* DATA
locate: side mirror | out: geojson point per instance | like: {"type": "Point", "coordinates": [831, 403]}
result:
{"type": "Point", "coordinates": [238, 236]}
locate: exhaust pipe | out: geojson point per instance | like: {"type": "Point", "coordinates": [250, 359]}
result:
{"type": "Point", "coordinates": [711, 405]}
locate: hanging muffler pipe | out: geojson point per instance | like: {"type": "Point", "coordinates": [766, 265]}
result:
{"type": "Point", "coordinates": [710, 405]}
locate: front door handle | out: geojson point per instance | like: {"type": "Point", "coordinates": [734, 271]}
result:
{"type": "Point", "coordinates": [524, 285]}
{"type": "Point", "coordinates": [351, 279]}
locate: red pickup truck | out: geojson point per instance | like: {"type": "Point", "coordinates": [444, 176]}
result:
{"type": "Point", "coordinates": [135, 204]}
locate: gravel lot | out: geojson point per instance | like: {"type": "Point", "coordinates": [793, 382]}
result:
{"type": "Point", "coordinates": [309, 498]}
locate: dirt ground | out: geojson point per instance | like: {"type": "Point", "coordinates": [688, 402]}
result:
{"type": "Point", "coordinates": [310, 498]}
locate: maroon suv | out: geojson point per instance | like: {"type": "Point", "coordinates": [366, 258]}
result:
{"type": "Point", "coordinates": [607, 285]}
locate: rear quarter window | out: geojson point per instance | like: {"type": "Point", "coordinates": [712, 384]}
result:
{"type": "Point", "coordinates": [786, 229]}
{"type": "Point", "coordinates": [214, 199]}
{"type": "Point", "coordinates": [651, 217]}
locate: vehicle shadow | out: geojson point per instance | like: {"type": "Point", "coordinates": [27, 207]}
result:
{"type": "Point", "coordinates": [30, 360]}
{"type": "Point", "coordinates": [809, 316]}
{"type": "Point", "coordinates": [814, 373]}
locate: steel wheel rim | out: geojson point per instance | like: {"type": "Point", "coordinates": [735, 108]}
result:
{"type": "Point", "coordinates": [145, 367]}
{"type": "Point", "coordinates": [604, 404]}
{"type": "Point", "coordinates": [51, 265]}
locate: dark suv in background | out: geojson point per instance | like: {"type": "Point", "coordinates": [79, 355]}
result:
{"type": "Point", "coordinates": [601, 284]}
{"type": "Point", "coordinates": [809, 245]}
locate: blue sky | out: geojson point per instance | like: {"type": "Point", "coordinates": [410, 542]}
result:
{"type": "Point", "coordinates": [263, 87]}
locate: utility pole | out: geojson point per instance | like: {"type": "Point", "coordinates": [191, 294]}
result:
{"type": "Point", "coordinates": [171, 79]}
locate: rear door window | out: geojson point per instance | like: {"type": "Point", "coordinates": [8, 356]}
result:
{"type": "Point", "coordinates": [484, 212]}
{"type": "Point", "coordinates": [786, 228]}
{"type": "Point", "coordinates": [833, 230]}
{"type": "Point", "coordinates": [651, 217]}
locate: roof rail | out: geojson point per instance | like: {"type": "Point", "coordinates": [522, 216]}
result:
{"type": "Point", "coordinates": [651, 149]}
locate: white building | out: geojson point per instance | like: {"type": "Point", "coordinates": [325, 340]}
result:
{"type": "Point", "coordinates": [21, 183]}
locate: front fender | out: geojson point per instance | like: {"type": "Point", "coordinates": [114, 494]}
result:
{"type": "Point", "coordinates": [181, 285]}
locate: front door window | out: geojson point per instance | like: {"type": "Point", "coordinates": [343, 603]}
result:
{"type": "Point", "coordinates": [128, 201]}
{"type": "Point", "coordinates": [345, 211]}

* TASK OBJECTIVE
Copy the data from the line containing "locate: front fender" through the end, switching "front" to "forward" and changing nothing else.

* EXERCISE RESULT
locate: forward fender | out: geojson point per instance | like: {"type": "Point", "coordinates": [114, 494]}
result:
{"type": "Point", "coordinates": [181, 285]}
locate: forward door window | out: geojson point per instance | like: {"type": "Point", "coordinates": [343, 603]}
result:
{"type": "Point", "coordinates": [128, 201]}
{"type": "Point", "coordinates": [345, 211]}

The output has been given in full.